(DATA)

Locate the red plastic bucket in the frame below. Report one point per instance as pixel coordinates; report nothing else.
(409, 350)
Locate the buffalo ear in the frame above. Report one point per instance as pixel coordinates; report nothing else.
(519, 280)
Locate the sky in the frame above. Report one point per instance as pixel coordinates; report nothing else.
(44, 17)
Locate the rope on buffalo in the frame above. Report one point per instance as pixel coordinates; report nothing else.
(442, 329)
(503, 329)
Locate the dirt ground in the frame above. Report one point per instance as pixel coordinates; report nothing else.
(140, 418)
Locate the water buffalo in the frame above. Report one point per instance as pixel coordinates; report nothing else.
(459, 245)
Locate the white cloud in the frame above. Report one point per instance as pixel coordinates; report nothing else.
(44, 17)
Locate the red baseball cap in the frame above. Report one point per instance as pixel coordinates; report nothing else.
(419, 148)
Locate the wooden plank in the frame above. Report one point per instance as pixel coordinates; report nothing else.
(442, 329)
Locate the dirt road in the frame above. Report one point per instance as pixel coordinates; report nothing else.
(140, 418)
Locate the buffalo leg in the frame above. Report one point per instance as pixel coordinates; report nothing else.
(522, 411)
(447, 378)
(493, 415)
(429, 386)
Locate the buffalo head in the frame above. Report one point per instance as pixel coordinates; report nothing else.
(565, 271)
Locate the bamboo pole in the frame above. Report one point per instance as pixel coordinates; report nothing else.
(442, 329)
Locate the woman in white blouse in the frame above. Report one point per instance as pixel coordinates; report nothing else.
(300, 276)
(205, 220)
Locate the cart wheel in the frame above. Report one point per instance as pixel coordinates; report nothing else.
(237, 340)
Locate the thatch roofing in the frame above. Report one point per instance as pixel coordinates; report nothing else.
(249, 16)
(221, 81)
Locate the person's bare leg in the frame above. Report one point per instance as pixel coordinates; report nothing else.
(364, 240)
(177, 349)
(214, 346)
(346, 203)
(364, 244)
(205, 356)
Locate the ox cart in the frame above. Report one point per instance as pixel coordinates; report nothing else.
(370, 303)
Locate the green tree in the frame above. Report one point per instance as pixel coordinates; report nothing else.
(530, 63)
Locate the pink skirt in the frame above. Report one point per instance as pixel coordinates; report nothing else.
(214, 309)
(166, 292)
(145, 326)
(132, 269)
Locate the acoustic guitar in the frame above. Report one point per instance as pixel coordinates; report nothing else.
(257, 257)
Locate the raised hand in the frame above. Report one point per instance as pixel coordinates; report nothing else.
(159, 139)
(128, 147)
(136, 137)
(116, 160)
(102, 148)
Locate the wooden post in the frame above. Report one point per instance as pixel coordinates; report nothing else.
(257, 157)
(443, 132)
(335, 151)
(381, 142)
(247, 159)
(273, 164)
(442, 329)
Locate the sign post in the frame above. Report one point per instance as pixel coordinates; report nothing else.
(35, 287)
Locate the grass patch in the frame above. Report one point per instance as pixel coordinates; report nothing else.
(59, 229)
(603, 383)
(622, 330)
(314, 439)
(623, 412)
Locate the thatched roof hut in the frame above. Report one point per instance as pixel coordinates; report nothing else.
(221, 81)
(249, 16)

(End DATA)

▶ [GOAL OF THE EXERCISE]:
Your answer must be the lines from the one holding "Locate the sign" to the end of the listing above, exactly as written and nothing else.

▶ [EXERCISE RESULT]:
Locate the sign post in the frame above. Report one point per instance as pixel coordinates; report nothing else.
(35, 287)
Locate the grass patch in the frame above. Report one point per instance as pixel coordinates; report nothing else.
(59, 229)
(603, 383)
(622, 330)
(314, 439)
(623, 412)
Locate the thatched roof hut in the frame above. Report one point per instance as pixel coordinates; report nothing else.
(221, 81)
(249, 16)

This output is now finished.